=== 課題 ===
下のモダンITとAI駆動開発についての文章から、「しかし、この変革の恩恵を」で始まる段落を選び、主な事実を残したまま短く書き直してください。

=== 本文 ===
————

しかし、この変革の恩恵を最大限に享受するには、アジャイル開発、DevOps、クラウドネイティブといった「モダンIT」の実践が不可欠な土台となります。AIというパワフルなエンジンを搭載しても、それを支える車体や道路が旧態依然としたままでは、本来のスピードもパワーも発揮できないのです。

本稿では、なぜモダンITがAI駆動開発の前提となるのか、その理由を3つの側面から解き明かします。

1. アジャイル開発:AIの「学習サイクル」と「精度」を最大化する

AI、特に機械学習モデルは、データから学習し、フィードバックを通じて賢くなります。この「学習とフィードバック」のサイクルは、アジャイル開発の思想と完全に一致し、AIの能力を最大限に引き出します。

  • 継続的なデータ供給: アジャイル開発の短いイテレーション(スプリント)は、AIモデルが学習するための新鮮で質の高いデータを継続的に生み出す仕組みとして機能します。動くソフトウェアを少しずつリリースすることで、ユーザーの利用状況やコードの品質に関するデータが絶えず蓄積され、それがAIの新たな燃料となります。

  • 迅速な仮説検証: AIは時に、人間が思いつかないようなコードや設計を提案します。アジャイルの「まず試してみる」という文化は、こうしたAIの提案を迅速にプロトタイプに反映し、その有効性を素早く検証することを可能にします。もしウォーターフォール開発のように数ヶ月単位の計画であれば、AIの提案を試す心理的・時間的コストは計り知れないほど高くなるでしょう。

  • タスクの細分化とAIの精度: アジャイル開発では、機能を人間が管理しやすい小さなタスクに分割します。このアプローチは、コードの可読性を高め、テストカバレッジを向上させるだけでなく、AI駆動開発においても極めて重要です。なぜなら、生成AIは一度に多くのステップや複雑なコンテキストを処理しようとすると、精度が低下する傾向があるからです。開発の単位を小さく保つことで、AIは的を絞った高品質なコードを生成しやすくなり、結果として開発プロセス全体がスムーズになります。

————

=== 資料の抜粋 ===
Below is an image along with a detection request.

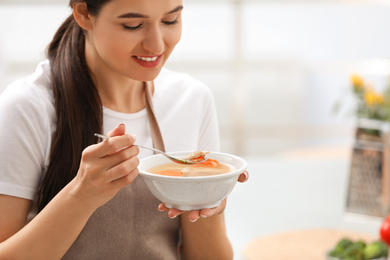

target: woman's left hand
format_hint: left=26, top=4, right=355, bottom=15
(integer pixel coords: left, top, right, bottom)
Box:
left=158, top=171, right=249, bottom=222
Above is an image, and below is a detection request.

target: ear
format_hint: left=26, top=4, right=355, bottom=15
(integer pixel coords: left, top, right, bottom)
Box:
left=73, top=2, right=92, bottom=30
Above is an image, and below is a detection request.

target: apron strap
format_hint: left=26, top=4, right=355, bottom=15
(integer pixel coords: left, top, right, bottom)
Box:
left=144, top=82, right=165, bottom=152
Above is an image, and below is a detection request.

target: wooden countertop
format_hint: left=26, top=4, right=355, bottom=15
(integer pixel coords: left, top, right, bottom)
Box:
left=244, top=229, right=377, bottom=260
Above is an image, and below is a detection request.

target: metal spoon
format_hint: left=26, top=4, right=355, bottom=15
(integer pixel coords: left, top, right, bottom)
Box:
left=95, top=134, right=207, bottom=164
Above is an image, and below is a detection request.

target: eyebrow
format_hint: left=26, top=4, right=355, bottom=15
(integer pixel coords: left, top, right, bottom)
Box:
left=118, top=5, right=183, bottom=18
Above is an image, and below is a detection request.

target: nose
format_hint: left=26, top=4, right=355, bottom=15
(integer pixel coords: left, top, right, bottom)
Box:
left=142, top=26, right=164, bottom=54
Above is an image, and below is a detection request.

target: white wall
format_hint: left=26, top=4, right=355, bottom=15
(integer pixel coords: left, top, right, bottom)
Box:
left=0, top=0, right=390, bottom=154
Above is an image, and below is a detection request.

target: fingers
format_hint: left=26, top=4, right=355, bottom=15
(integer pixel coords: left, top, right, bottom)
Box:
left=107, top=146, right=139, bottom=181
left=107, top=124, right=126, bottom=137
left=98, top=134, right=135, bottom=158
left=238, top=171, right=249, bottom=183
left=158, top=199, right=227, bottom=222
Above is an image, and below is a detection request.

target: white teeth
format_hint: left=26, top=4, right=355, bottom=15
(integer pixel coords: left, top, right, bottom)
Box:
left=137, top=56, right=158, bottom=61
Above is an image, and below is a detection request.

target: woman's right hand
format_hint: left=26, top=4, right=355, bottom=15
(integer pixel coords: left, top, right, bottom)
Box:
left=72, top=124, right=139, bottom=209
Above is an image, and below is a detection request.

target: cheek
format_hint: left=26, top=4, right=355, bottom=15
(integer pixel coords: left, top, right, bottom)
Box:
left=165, top=26, right=181, bottom=51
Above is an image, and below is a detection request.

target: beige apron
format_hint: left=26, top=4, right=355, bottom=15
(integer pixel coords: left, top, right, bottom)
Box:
left=63, top=83, right=180, bottom=260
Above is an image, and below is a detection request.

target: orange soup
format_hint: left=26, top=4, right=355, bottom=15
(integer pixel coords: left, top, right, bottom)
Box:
left=148, top=159, right=233, bottom=177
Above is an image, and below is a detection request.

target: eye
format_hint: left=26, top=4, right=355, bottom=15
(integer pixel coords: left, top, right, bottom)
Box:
left=122, top=23, right=142, bottom=31
left=162, top=19, right=178, bottom=25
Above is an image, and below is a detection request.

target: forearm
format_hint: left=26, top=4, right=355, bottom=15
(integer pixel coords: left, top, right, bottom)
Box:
left=0, top=179, right=94, bottom=259
left=181, top=213, right=233, bottom=260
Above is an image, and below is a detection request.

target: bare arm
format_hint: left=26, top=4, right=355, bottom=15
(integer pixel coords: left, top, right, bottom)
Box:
left=0, top=125, right=139, bottom=259
left=181, top=207, right=233, bottom=260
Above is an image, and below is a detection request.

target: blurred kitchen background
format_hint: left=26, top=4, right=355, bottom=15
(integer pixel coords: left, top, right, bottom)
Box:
left=0, top=0, right=390, bottom=259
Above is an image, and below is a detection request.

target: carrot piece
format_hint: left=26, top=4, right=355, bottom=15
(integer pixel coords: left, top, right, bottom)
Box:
left=193, top=159, right=219, bottom=168
left=156, top=170, right=183, bottom=177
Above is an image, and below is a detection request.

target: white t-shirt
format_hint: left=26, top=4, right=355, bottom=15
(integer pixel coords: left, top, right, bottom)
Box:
left=0, top=61, right=219, bottom=205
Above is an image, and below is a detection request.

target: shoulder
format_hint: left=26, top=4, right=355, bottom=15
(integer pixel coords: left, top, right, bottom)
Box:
left=0, top=61, right=54, bottom=117
left=155, top=68, right=212, bottom=97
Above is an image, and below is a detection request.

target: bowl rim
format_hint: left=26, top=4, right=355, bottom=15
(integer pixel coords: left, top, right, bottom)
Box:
left=138, top=151, right=248, bottom=180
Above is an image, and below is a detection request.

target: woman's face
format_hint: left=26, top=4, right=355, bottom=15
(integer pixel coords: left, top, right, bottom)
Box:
left=86, top=0, right=183, bottom=81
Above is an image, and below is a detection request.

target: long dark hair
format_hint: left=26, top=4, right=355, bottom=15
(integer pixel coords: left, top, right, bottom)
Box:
left=38, top=0, right=110, bottom=211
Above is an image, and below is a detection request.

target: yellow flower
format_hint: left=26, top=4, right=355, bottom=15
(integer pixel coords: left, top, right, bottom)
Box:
left=364, top=87, right=383, bottom=106
left=351, top=74, right=364, bottom=89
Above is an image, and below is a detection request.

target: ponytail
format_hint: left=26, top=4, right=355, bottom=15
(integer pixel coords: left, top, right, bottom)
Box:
left=38, top=15, right=103, bottom=211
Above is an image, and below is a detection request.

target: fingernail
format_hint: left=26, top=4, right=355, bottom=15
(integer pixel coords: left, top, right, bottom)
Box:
left=243, top=171, right=249, bottom=182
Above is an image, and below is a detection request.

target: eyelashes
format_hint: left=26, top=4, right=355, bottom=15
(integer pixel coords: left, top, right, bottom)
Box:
left=122, top=19, right=178, bottom=31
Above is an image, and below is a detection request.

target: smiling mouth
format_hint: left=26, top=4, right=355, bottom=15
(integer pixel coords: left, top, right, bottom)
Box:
left=135, top=56, right=159, bottom=62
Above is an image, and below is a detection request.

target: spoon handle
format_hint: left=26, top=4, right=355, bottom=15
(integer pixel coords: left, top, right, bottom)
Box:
left=95, top=134, right=165, bottom=154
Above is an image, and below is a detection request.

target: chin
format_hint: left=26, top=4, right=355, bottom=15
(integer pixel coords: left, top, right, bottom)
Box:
left=131, top=68, right=161, bottom=81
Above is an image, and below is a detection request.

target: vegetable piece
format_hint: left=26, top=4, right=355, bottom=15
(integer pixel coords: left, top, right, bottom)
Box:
left=341, top=241, right=366, bottom=260
left=379, top=215, right=390, bottom=246
left=364, top=241, right=389, bottom=260
left=156, top=170, right=183, bottom=177
left=192, top=159, right=219, bottom=168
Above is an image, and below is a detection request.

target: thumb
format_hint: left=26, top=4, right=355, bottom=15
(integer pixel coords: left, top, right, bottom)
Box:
left=107, top=124, right=126, bottom=137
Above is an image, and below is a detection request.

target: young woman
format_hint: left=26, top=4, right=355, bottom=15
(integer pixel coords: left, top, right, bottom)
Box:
left=0, top=0, right=248, bottom=260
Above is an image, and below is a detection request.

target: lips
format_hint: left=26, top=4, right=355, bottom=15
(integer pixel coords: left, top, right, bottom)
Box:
left=132, top=55, right=162, bottom=68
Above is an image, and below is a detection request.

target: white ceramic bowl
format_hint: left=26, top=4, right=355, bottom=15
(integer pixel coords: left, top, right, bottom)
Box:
left=138, top=152, right=247, bottom=211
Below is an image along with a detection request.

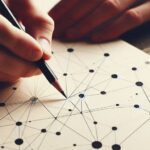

————

=== 解答 ===
変革の恩恵を最大限に受けるには、アジャイル開発、DevOps、クラウドネイティブといった「モダンIT」の実践が欠かせない土台になる。AIという強力なエンジンを積んでも、支える車体や道路が古いままでは、本来のスピードもパワーも出せない。